--- Begin Selection ---

21 January 2010

biting my tongue

Ahh impulse control.
The challenge of not turning red, not saying the very first thing that comes to mind, not reacting,
Yes, once again I am addressing this issue of reactivity and urgent response.

I am trying to learn to wait, to breathe, to decide.

But man oh man, my most dysfunctional relationship is at work these days, and all my most ragged edges snag here almost every day, my insecurities, my codependence, my jealousy and my reactionary sloth... I am not proud of any of it. It is all I can do to be neutral in my self here.

I have had a while now of good internal work-- waiting, breathing, good responses, relative calm. But today? Today is all backwash and backlash and regression. A tired boss, a tired kate, shitty communication I cannot solve one-sided, and I feel so ineffectual and uncomfortable. It is days like these I want to run out of here. I know I cannot. It would be a disaster.

But why does personal growth have to be so darn random it its path? Stumble stumble, skinned knee, concussion.

I get/got all used to feeling better, feeling more settled, more calm, more competent. But today it I have had to bring myself back over and over and finally found myself sitting here feeling teary and beaten.

NOT my highest and best.

But the reason I wanted to post is this: so much of my impulse control is internal-- not what I say out side, but what I say to myself--and then how that makes me feel.

What if I tried to interrupt that process too? Again, easier when the stakes are lower, or the pace is slower, very very hard when reactive in general.
Yesterday I spent a while biting my "mental" tongue, shushing myself, reframing. Today I am having shitty luck with that but I still think the idea is sound and the effort is worth it.

So I guess I wanted to reiterate to myself that what I am trying is worthy-- this idea of waiting both outside and inside, for a moment before responding. I am sucking at it today, but that does not mean it is not worthwhile.

--- End Selection ---
--- Begin Dataset ---

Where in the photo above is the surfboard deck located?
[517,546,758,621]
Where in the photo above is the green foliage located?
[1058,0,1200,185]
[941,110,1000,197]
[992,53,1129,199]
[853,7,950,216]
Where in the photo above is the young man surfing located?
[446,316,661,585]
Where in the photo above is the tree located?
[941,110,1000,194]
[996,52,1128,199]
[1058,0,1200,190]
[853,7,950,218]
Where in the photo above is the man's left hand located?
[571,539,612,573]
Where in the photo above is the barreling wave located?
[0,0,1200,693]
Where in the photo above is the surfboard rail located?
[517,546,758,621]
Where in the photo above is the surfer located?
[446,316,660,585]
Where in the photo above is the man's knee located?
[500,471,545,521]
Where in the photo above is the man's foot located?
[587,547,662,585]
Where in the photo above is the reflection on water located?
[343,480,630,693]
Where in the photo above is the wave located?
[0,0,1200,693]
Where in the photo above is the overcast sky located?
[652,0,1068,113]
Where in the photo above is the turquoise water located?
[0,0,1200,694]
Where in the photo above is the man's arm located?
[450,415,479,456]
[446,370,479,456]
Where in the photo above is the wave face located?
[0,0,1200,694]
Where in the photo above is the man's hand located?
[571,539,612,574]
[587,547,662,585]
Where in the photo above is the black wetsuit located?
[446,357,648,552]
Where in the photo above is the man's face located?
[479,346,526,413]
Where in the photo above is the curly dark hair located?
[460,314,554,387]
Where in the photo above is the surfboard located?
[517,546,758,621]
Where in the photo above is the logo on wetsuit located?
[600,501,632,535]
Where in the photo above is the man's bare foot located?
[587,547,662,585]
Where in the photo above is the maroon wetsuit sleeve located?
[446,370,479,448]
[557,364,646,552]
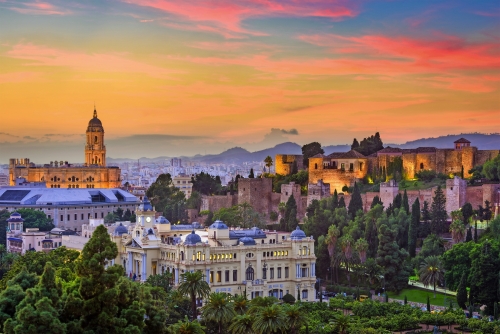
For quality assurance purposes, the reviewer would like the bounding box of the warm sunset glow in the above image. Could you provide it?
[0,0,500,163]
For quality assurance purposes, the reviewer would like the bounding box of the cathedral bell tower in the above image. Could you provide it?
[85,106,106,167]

--- End Dataset ---
--- Begin Dataset ---

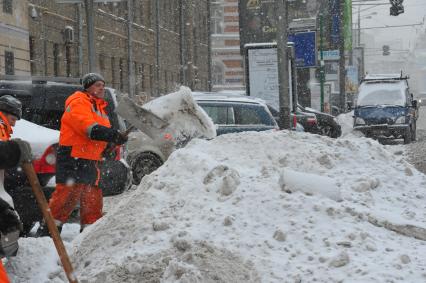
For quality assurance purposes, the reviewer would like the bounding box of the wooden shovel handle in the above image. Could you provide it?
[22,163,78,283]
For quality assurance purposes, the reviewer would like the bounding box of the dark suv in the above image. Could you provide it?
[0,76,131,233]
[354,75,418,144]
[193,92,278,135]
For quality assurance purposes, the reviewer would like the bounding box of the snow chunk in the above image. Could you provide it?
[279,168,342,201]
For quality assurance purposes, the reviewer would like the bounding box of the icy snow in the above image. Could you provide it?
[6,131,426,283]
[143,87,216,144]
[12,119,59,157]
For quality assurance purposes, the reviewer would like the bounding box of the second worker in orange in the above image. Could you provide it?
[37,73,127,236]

--- End Dataset ---

What to work on
1. Write out the stretch of the impulse control post from "I have had a" through "highest and best.", keeping its wording unchanged.
2. Continue the blog post about impulse control from the point where it stops.

Outputs by task
1.
I have had a while now of good internal work-- waiting, breathing, good responses, relative calm. But today? Today is all backwash and backlash and regression. A tired boss, a tired kate, shitty communication I cannot solve one-sided, and I feel so ineffectual and uncomfortable. It is days like these I want to run out of here. I know I cannot. It would be a disaster.

But why does personal growth have to be so darn random it its path? Stumble stumble, skinned knee, concussion.

I get/got all used to feeling better, feeling more settled, more calm, more competent. But today it I have had to bring myself back over and over and finally found myself sitting here feeling teary and beaten.

NOT my highest and best.

2.
***

to reclaim my mood and make it good, here are some things I am really good at (not meant to be a comprehensive anything, just a top of my mind list):

listening and hearing what people mean as well as what they say, and asking questions to clarify
translating between people of different technical backgrounds or communication styles
asking what if questions
seeing things that might be stumbling blocks, areas worth attending to, concerns, potential outcomes
looking for the middle way, and not just This or That
generating alternatives
writing
taking a 15 minute interview and making an article out of it
taking two sentences or ideas and making a press release out of it
having an immediate ability to instinctively know a bad idea when I hear it (politics for example)
noticing details
appreciating nature
being body still and mind busy
jamming on other people's ideas
grasping technical issues quickly
helping someone past a roadblock
sharing something I love
teaching small groups something I know well and care about
making people feel good
yoga and stretching
proofreading other people's work for typos, NOT PUNCTUATION. I suck at that.
pattern matching of almost any kind, like finding four leaf clovers.
learning how other people think, their workstyle, what makes them happy, and trying to use that knowledge to make better and more productive work groups
I love problem solving.
I like being liked and appreciated
laughing
collaborating


things I also love but may not be quite as good at:
playing in photoshop
looking at and through images (flickr! whoo hoo!)
painting/making a mess of things with words and images and other things on some flat surface (flat so far!)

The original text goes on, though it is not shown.